_Given task_.
In the rows below, locate each line that contains the word "cabinet" and copy every such line in full.

_Material to process_.

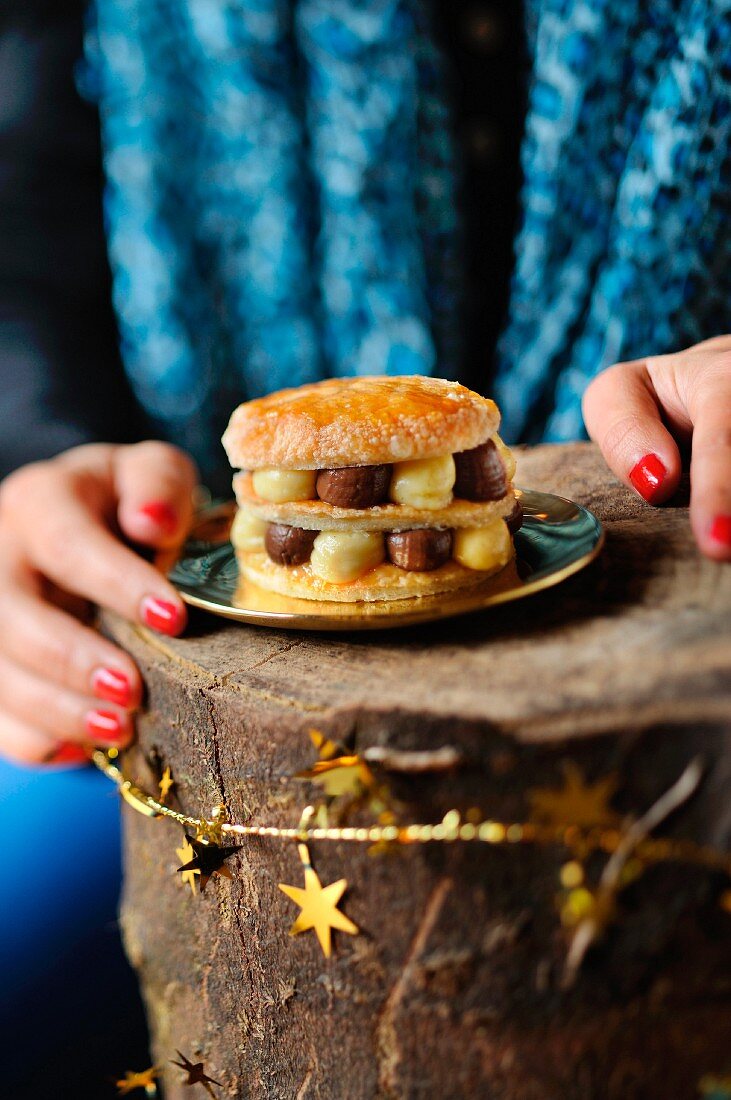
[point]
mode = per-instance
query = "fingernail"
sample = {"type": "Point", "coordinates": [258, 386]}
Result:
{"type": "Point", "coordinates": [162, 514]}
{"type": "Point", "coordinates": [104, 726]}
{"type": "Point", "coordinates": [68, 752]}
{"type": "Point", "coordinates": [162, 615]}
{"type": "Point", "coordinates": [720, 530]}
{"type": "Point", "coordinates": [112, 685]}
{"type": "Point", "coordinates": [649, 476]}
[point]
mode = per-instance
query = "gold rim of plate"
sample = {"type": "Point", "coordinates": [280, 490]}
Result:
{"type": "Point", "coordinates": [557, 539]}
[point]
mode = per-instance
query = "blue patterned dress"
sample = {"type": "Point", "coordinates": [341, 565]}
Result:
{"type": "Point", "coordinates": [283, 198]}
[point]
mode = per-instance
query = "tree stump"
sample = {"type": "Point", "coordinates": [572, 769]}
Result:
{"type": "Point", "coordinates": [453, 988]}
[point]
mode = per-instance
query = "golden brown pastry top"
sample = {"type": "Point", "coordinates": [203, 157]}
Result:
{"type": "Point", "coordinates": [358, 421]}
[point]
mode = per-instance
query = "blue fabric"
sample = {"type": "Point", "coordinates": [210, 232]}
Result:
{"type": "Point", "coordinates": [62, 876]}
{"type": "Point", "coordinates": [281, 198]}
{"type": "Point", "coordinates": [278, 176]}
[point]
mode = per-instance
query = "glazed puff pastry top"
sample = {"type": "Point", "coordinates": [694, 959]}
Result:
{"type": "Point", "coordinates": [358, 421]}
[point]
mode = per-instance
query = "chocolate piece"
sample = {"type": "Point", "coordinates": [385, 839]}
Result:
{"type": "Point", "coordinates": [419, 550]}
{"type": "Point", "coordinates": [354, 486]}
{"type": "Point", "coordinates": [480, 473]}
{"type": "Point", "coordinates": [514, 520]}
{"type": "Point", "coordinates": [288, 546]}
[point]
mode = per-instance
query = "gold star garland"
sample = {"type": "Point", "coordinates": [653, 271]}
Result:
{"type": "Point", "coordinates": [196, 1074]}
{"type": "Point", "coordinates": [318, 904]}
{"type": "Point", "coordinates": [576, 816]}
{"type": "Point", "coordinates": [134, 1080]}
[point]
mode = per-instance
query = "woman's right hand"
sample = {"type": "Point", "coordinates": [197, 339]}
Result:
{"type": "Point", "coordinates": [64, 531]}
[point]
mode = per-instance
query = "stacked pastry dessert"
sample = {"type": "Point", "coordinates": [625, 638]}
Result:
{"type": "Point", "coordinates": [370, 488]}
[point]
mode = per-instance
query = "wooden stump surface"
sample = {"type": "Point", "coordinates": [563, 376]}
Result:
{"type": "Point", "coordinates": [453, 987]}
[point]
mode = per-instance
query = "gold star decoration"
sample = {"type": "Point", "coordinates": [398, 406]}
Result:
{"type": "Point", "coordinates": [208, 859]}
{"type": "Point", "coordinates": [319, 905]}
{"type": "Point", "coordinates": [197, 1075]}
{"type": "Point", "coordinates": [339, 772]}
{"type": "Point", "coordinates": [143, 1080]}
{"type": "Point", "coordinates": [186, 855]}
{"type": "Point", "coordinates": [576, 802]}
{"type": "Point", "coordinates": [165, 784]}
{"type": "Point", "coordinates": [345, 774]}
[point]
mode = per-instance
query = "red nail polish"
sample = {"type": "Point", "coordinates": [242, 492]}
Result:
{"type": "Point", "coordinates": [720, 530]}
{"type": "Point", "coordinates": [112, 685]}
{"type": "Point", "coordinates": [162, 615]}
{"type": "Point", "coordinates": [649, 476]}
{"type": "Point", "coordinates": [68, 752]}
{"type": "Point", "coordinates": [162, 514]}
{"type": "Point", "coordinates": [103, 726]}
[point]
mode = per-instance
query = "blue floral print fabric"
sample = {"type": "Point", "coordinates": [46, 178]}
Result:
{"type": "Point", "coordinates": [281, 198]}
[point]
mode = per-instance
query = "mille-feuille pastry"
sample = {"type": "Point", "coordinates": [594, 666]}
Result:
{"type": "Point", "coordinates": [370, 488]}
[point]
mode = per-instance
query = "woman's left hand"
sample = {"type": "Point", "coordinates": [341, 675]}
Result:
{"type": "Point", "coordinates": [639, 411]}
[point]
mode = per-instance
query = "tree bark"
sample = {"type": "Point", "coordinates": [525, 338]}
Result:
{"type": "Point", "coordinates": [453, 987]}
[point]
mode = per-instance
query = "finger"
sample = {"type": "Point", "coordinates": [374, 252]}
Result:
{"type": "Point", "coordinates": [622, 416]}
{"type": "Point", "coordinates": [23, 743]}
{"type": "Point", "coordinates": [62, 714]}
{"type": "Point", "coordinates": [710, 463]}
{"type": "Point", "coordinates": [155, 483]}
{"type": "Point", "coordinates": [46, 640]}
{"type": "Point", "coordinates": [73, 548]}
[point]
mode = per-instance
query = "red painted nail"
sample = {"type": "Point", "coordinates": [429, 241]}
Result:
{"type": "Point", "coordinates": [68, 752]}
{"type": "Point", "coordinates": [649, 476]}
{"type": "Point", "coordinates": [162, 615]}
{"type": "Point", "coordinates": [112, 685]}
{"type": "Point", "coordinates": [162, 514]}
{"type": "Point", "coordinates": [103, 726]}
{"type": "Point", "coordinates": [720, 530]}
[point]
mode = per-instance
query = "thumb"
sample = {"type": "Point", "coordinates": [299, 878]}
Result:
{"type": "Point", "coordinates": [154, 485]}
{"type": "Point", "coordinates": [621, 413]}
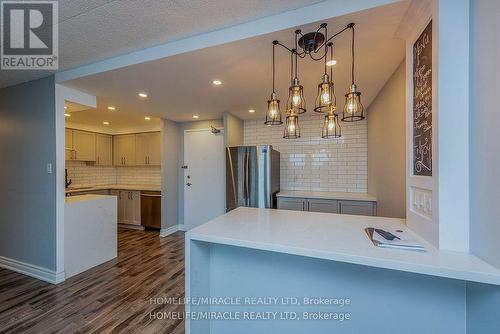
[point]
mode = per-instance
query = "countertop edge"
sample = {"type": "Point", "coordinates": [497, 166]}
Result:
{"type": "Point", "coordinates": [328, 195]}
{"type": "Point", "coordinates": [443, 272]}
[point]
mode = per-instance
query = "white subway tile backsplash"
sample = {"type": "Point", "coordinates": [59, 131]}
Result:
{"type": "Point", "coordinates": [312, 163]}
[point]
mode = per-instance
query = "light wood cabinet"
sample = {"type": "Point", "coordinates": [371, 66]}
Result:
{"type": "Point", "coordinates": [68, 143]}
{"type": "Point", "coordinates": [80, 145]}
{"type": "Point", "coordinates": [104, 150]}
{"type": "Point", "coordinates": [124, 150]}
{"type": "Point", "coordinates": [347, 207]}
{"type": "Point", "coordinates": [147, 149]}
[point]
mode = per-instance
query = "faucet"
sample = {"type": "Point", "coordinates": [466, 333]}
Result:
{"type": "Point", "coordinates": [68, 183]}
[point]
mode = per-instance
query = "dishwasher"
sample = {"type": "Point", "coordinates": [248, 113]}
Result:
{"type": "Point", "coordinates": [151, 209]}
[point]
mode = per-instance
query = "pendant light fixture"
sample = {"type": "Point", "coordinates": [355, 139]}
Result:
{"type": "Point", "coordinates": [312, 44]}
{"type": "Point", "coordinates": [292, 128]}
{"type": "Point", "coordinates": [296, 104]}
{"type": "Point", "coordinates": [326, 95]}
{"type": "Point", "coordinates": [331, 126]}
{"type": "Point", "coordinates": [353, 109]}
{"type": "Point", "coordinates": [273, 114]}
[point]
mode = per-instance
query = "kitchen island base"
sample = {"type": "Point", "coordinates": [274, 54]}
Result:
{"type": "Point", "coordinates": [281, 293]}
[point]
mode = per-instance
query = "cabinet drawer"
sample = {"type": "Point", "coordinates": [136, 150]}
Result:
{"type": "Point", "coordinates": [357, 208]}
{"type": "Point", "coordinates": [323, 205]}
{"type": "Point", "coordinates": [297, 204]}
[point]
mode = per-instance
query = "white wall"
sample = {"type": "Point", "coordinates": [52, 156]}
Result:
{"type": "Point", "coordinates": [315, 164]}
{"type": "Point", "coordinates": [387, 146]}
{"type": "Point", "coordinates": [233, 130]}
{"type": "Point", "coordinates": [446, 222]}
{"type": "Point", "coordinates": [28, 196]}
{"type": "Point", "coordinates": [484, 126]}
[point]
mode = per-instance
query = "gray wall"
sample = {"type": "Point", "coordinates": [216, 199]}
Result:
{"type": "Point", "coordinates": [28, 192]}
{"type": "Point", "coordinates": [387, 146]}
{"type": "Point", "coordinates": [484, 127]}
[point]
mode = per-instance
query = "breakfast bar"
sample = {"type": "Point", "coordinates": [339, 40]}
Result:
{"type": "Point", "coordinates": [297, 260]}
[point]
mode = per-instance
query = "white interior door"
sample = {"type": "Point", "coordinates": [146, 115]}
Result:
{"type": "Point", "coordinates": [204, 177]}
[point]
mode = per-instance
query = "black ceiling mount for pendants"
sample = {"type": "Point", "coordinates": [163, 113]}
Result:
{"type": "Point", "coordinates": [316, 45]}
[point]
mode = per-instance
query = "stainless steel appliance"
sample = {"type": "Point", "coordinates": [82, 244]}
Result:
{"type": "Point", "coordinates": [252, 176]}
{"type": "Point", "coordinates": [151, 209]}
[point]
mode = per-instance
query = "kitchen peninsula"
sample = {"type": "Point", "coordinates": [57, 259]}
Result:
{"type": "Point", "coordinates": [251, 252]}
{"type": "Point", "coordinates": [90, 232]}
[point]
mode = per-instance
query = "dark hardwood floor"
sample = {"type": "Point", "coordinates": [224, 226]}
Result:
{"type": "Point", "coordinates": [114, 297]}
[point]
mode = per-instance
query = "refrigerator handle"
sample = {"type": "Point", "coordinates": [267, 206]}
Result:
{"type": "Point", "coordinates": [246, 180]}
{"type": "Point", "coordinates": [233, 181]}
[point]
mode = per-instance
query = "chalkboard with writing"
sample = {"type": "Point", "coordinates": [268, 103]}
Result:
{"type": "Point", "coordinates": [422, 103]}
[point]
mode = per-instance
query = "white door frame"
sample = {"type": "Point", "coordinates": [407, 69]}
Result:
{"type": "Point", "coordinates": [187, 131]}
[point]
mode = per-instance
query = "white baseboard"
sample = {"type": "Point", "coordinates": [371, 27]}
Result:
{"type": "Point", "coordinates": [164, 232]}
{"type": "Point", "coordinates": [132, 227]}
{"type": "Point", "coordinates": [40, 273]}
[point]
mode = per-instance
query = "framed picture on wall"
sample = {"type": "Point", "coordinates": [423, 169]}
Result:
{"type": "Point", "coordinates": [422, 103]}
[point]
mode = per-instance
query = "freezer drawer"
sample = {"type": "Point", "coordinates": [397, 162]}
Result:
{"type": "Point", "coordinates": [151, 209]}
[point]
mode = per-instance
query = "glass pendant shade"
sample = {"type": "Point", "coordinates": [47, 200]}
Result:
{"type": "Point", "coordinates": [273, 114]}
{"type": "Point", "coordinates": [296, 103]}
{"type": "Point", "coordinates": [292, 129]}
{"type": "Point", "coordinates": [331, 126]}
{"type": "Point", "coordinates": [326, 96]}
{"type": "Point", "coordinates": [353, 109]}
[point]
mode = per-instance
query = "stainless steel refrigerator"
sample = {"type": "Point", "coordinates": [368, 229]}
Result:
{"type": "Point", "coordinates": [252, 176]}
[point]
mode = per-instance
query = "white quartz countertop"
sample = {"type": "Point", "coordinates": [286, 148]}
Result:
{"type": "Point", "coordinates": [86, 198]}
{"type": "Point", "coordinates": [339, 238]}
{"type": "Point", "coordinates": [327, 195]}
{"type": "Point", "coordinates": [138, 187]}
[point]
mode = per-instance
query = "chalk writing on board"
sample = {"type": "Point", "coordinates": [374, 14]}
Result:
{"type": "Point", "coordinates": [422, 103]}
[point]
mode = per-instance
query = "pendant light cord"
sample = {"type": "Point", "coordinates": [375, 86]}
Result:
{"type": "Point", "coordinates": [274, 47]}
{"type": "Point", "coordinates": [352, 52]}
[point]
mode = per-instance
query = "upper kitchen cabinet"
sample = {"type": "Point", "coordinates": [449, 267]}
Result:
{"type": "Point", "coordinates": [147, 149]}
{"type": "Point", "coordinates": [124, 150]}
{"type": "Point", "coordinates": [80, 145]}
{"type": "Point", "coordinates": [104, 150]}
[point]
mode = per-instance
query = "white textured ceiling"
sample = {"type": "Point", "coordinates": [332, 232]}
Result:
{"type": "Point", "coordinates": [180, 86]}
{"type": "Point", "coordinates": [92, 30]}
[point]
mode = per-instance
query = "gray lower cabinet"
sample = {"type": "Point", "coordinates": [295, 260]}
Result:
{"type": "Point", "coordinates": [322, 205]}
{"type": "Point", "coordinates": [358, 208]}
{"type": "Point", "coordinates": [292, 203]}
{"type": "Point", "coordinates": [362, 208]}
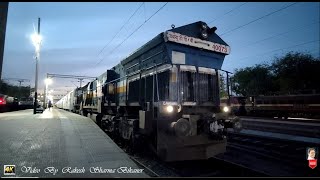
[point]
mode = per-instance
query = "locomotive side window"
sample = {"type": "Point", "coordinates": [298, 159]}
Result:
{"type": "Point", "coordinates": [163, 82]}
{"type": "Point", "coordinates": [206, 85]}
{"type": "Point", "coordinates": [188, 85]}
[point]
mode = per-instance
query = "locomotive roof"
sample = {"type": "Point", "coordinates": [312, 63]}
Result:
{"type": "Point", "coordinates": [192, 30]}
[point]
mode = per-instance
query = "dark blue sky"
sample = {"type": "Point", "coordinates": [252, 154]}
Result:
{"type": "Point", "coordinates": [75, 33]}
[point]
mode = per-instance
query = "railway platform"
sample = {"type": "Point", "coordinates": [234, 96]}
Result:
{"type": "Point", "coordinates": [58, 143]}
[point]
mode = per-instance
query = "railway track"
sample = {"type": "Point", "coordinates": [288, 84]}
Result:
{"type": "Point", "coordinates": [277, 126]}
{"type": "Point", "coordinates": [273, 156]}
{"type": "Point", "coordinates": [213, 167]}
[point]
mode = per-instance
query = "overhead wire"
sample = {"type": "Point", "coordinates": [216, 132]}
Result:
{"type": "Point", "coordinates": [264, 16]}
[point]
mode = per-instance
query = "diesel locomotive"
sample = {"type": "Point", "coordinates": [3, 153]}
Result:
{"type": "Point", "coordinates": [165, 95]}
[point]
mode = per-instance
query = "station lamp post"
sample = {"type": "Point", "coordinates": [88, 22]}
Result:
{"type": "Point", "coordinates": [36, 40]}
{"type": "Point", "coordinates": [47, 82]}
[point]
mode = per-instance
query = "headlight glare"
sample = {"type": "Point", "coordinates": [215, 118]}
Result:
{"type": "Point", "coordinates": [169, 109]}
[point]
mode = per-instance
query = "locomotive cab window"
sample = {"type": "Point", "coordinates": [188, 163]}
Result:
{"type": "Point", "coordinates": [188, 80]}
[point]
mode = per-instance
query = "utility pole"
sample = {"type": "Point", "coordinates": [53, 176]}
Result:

_Final result_.
query = "light wood cabinet"
query = "cabinet drawer"
query = "upper kitchen cabinet"
query = "gray lower cabinet"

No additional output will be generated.